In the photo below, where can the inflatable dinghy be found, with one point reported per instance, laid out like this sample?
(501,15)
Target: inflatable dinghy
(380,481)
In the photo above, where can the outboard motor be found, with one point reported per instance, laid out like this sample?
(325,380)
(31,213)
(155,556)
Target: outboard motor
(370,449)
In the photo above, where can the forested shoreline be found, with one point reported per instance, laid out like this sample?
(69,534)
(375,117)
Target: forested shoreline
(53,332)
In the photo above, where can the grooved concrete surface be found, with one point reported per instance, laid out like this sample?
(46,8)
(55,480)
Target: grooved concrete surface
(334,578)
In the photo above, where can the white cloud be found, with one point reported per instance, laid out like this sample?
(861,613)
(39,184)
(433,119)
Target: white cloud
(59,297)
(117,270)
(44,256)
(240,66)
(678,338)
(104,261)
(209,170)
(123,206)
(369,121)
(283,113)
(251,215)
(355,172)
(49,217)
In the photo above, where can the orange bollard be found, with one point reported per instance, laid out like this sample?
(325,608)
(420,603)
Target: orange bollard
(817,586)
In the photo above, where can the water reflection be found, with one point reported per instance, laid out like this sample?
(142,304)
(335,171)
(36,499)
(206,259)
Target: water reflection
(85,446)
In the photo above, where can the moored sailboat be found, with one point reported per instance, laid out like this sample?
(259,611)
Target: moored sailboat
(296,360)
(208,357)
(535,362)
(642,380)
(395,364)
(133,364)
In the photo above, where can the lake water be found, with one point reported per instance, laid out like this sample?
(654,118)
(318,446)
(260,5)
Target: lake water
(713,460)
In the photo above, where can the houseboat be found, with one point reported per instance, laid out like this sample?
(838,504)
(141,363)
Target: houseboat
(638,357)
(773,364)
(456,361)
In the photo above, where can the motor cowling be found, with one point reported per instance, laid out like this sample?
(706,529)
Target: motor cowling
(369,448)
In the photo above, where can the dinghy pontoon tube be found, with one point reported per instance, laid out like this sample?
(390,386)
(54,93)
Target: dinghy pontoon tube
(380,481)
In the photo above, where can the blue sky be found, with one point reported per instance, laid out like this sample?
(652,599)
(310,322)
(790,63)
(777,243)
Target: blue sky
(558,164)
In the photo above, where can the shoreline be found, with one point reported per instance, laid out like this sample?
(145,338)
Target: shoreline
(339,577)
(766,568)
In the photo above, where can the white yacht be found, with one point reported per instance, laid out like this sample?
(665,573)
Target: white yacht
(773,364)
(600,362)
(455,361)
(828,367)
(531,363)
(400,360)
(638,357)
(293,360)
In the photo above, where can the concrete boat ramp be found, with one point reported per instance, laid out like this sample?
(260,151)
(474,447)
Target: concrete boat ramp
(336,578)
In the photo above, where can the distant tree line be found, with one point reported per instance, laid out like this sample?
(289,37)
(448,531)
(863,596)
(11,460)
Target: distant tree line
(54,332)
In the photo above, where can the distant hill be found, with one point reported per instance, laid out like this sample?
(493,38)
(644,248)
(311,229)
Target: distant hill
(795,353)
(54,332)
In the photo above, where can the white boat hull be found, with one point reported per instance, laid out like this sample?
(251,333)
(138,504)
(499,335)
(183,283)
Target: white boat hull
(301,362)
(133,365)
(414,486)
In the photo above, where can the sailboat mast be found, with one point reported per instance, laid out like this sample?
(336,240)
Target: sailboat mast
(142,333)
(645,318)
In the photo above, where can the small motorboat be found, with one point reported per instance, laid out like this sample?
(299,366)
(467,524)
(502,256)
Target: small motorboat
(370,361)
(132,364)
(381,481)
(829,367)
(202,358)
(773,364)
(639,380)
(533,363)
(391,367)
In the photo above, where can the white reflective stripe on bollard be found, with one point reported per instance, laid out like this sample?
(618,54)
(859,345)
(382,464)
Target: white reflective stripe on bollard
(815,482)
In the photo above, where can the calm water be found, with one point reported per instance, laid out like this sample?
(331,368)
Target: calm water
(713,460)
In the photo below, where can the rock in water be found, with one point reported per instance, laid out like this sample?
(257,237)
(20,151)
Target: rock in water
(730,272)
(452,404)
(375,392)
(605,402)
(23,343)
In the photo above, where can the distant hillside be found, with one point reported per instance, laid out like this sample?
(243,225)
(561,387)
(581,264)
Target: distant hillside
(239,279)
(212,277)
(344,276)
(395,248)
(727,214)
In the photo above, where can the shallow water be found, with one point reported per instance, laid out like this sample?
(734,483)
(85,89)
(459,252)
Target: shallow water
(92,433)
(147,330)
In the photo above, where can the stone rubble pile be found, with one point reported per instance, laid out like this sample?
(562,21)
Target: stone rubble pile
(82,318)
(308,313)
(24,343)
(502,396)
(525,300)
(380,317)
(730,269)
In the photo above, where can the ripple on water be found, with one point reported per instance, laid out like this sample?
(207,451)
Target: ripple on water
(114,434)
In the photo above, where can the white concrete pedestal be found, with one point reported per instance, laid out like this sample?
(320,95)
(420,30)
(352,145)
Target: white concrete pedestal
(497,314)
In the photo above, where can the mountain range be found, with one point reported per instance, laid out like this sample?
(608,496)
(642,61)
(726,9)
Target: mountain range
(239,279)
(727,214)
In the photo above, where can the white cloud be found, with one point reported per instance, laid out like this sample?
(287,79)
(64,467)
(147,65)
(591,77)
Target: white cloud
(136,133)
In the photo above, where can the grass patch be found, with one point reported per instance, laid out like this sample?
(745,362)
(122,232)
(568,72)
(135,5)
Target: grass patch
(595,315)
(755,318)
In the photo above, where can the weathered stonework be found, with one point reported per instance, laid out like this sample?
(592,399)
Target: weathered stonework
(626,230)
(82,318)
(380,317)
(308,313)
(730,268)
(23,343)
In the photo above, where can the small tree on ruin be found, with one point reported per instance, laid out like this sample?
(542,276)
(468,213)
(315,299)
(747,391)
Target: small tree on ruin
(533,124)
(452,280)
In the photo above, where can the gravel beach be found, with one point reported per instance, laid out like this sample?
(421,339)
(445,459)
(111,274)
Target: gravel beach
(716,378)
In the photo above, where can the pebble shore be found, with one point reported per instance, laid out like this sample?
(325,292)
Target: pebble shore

● ● ●

Return the material in full, exactly as shown.

In the photo below, where can the inflatable dinghy be found, with one point reported per instance, laid out like this sample?
(501,15)
Target: inflatable dinghy
(380,481)
In the photo above, where can the outboard motor be found, with one point reported per instance, laid out like this sample?
(325,380)
(31,213)
(155,556)
Target: outboard motor
(370,449)
In the photo above, where can the forested shoreline be found, with one point reported per instance, laid out like this sample?
(69,534)
(375,117)
Target: forested shoreline
(53,332)
In the photo above, where can the grooved concrete surface be found, with one point reported per instance, laid out like this sample?
(46,8)
(55,480)
Target: grooved concrete surface
(334,578)
In the photo above, where can the white cloud be found, with one point reported per instance, laid out like this sample?
(861,613)
(39,184)
(433,119)
Target: white cloud
(59,297)
(117,270)
(44,256)
(240,66)
(678,338)
(104,261)
(209,170)
(123,206)
(369,121)
(283,113)
(251,215)
(355,172)
(49,217)
In the photo above, where can the orange bollard be found, with one point reported per instance, laid out like this sample?
(325,608)
(420,603)
Target: orange bollard
(817,586)
In the photo above, where can the water reflection be found, with one point reported per instance, laid out like this sample?
(142,304)
(335,171)
(36,499)
(206,259)
Target: water reflection
(85,446)
In the photo above, where can the moored sailboat be found, with one point reported per instance, laid out like this sample?
(259,611)
Target: moored sailboat
(296,360)
(208,357)
(535,362)
(642,380)
(395,364)
(133,364)
In the photo above, where can the lake water be found, with one point reported per instance, laid out like this sample?
(654,118)
(318,446)
(260,5)
Target: lake water
(713,460)
In the photo above, where can the houseboat be found, with one point reported per instance, laid out like this sample?
(838,504)
(141,363)
Target: houseboat
(638,357)
(773,364)
(456,361)
In the photo above, where can the motor cowling be found, with one point reported per instance, laid out like this sample?
(706,529)
Target: motor cowling
(369,448)
In the photo above, where can the dinghy pontoon tube be found, with one point reported per instance, laid out like this sample?
(390,386)
(54,93)
Target: dinghy pontoon tube
(380,481)
In the photo above, where can the blue sky be found, with one point reported per instance, laid out like this sample?
(652,599)
(310,322)
(790,63)
(777,243)
Target: blue sky
(558,164)
In the photo above, where can the shoreline be found, with one point reported per instance, laid out like this sample?
(145,338)
Target: shoreline
(339,577)
(766,568)
In the photo above, where can the white yacht be found, with one point reported per instance, laid out like this sample?
(665,573)
Target: white yacht
(773,364)
(600,362)
(455,361)
(828,367)
(531,363)
(400,360)
(638,357)
(293,360)
In the photo above, where can the concrete boat ramp be found, with one point reported per instance, laid out like this sample?
(260,151)
(474,447)
Target: concrete boat ramp
(336,578)
In the photo above, where can the distant tree line be found, with one point reported per instance, laid out like this sample?
(289,37)
(448,531)
(863,596)
(11,460)
Target: distant tree line
(54,332)
In the photo above, where can the distant hill be found, with one point reported per instance, laid out like this sample?
(493,38)
(644,248)
(311,229)
Target: distant hill
(795,353)
(54,332)
In the photo above, where can the white boat hull be found, with one point reported per instance, laid out like this sample?
(251,333)
(138,504)
(499,335)
(183,283)
Target: white boat hull
(301,362)
(133,365)
(414,486)
In the photo above, where can the sailboat mast be found, with one point reported per instance, laid out like this sample?
(336,240)
Target: sailboat mast
(142,333)
(645,318)
In the photo above, where can the small motorboat be found, with one point reported per instance, laid out like this sample?
(299,366)
(467,524)
(502,256)
Target: small motorboat
(370,361)
(132,364)
(381,481)
(829,367)
(202,358)
(773,364)
(639,380)
(533,363)
(391,367)
In the photo above, where can the white reflective stripe on bollard be found, with one point reported per instance, laid out like this sample?
(618,54)
(859,345)
(382,464)
Target: white reflective stripe on bollard
(815,482)
In the photo above, where can the calm water be found, with one point reported per instance, laid out like this sample?
(331,368)
Target: calm water
(713,460)
In the photo below, where can the rock in water be found, with one point reported per instance, laid out like this sample?
(257,237)
(20,151)
Target: rock in water
(730,272)
(452,404)
(375,392)
(605,402)
(23,343)
In the photo above, where can the distant hillside be found, with one point reported per instance, laid out like this sample?
(243,225)
(561,387)
(581,264)
Target: distant hillside
(239,279)
(212,277)
(344,276)
(395,248)
(727,214)
In the photo above, where can the shallow water be found, with one point reported per instance, laid out like this sample?
(734,483)
(85,89)
(459,252)
Target: shallow water
(92,433)
(147,330)
In the photo above, where can the stone rubble pile be found, with one point reported per instance, laid out like this sample?
(562,21)
Target: stone rubble pile
(82,318)
(308,313)
(24,343)
(502,396)
(525,300)
(380,317)
(730,269)
In the photo above, where can the ripple on water be found, with one point reported per instance, laid out like this sample?
(207,451)
Target: ripple on water
(114,434)
In the photo above, where can the white concrete pedestal be found, with one point reported per instance, laid out like this sample?
(320,95)
(420,30)
(352,145)
Target: white concrete pedestal
(497,314)
In the photo above, where can the mountain range be found, with one point reported per instance, laid out like this sample?
(608,496)
(642,61)
(726,9)
Target: mountain range
(239,279)
(727,214)
In the photo above, where can the white cloud be found, with one point reported per instance, laid out like this sample?
(287,79)
(64,467)
(147,65)
(591,77)
Target: white cloud
(136,133)
In the photo above, where can the grass patch be found, with one point reported per instance, laid out like this sample?
(745,362)
(122,232)
(568,72)
(135,5)
Target: grass patch
(595,315)
(755,318)
In the photo above, where can the weathered stonework be found, with one point reported per instance, laid out like this sample?
(592,399)
Target: weathered stonework
(626,230)
(82,318)
(380,317)
(308,313)
(730,268)
(23,343)
In the photo above, where can the small tree on ruin be found, with one point reported per instance, laid out like this sample?
(542,276)
(468,213)
(315,299)
(747,391)
Target: small tree on ruin
(533,124)
(452,280)
In the photo above, where can the gravel beach be found, with one point reported per instance, laid out like this sample?
(421,339)
(445,459)
(111,274)
Target: gravel beach
(716,378)
In the photo above, where can the pebble shore be found, with one point reported per instance, laid out like this sample?
(325,292)
Target: pebble shore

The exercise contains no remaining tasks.